WHAT YOU ARE ASKED TO DO -
After reading the records, print them all again exactly as they stand.

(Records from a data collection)
● ● ● ●

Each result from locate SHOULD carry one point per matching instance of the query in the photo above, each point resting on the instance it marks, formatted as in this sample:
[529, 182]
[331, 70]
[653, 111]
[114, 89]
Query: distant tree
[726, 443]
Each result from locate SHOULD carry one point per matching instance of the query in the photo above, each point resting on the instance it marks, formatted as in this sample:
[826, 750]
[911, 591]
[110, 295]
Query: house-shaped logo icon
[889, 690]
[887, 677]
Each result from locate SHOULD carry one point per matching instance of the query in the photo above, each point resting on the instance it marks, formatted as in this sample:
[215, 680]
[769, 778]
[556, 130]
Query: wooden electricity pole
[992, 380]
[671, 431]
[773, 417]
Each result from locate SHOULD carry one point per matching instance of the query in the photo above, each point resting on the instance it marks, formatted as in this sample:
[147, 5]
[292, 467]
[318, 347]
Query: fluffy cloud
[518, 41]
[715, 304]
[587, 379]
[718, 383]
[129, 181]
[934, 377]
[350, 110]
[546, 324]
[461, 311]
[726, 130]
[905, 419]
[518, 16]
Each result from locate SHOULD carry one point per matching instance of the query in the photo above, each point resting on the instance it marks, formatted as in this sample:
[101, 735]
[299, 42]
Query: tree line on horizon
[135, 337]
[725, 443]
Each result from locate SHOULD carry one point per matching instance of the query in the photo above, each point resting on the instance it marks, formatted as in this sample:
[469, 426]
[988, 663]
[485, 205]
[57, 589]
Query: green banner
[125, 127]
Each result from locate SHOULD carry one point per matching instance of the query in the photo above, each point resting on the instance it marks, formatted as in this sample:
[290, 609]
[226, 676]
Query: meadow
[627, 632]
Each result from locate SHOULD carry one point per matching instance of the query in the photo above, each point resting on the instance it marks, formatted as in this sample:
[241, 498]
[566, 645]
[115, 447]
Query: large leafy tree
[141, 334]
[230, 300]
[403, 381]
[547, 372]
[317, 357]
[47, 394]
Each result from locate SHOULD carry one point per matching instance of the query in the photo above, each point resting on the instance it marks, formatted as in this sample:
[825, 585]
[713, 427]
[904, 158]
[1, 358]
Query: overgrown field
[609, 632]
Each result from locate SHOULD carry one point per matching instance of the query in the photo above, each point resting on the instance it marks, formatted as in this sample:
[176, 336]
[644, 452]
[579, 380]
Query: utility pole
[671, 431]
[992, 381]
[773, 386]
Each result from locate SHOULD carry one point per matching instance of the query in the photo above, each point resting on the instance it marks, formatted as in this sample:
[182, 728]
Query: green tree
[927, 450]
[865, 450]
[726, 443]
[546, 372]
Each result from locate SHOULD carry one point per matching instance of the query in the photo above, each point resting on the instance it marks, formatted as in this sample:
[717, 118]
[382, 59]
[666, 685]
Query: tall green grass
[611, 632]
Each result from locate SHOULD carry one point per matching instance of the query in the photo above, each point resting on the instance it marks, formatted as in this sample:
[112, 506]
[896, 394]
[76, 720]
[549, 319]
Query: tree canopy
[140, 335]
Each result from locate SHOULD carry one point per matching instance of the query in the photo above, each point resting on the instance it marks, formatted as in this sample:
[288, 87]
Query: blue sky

● ● ● ●

TASK SOLUTION -
Each result from locate SHOULD carry one point per matching instance of the query in the photo above, each point resting on the instance it marks, formatted as in this sample:
[529, 182]
[331, 70]
[653, 111]
[114, 89]
Query: distant tree
[726, 443]
Each result from locate SHOULD carry one point per matching instance of the query in the photo above, each point resting on the instance it marks, formatted as in this sample:
[826, 750]
[911, 591]
[110, 295]
Query: house-shaped logo icon
[889, 690]
[887, 677]
Each result from locate SHOULD carry one point per matching instance of the query in the photo above, each point resting on the instance it marks, formatted as in this sample:
[215, 680]
[769, 778]
[556, 130]
Query: wooden electricity pole
[992, 380]
[671, 431]
[773, 417]
Each result from locate SHOULD carry one point per matching instance of the query in the photo above, each point resting on the instance it marks, formatted as in this sample:
[147, 5]
[292, 467]
[318, 347]
Query: fluffy cloud
[518, 41]
[715, 304]
[587, 379]
[718, 383]
[129, 181]
[934, 377]
[350, 110]
[546, 324]
[461, 311]
[726, 130]
[905, 419]
[518, 16]
Each result from locate SHOULD carry one point per matching instance of the query in the photo above, each point resting on the instance it marks, formatted as in this sample:
[101, 735]
[299, 42]
Query: tree line on horizon
[135, 337]
[725, 443]
Each result from locate SHOULD carry one point per matching instance of the query in the photo above, each point resting on the instance it marks, formatted as in this sample:
[469, 426]
[988, 663]
[485, 205]
[57, 589]
Query: green banner
[125, 127]
Each result from locate SHOULD carry one point per matching instance of the query in the photo above, each point resting on the instance it marks, formatted as in this sample:
[290, 609]
[226, 676]
Query: meadow
[627, 632]
Each result from locate SHOULD carry one point per matching instance of the query in the photo above, each point resting on the instance it marks, formatted as in this sample:
[241, 498]
[566, 645]
[115, 447]
Query: large leafy tree
[141, 334]
[230, 300]
[403, 381]
[547, 372]
[317, 357]
[47, 394]
Each result from locate SHOULD carry one point per matching instance of the query in the photo above, each point resting on the instance it marks, formatted as in this sample:
[825, 585]
[713, 427]
[904, 158]
[1, 358]
Query: overgrown field
[609, 632]
Each result from locate SHOULD carry one point per matching instance of the query in the photo above, each point resting on the instance it marks, formatted as in this sample:
[176, 336]
[644, 452]
[579, 380]
Query: utility pole
[671, 431]
[992, 381]
[773, 386]
Each result from locate SHOULD carry one point per matching instance of the query in the photo above, each point resting on the instance it marks, formatted as in this sample:
[182, 728]
Query: green tree
[927, 450]
[865, 450]
[726, 443]
[546, 372]
Each result from locate SHOULD carry one point per matching instance of the query in the photo above, each point resting on the instance it marks, formatted as in this sample:
[717, 118]
[382, 59]
[666, 685]
Query: tall green grass
[611, 632]
Each result from locate SHOULD carry one point per matching instance of the query in the photo above, each point resting on the instance it marks, formatted as in this sample:
[112, 506]
[896, 394]
[76, 720]
[549, 319]
Query: tree canopy
[140, 335]
Each result from locate SHOULD carry one point per matching instance of the query in the photo above, each point resting on the instance it marks, formatted as in this sample:
[288, 87]
Query: blue sky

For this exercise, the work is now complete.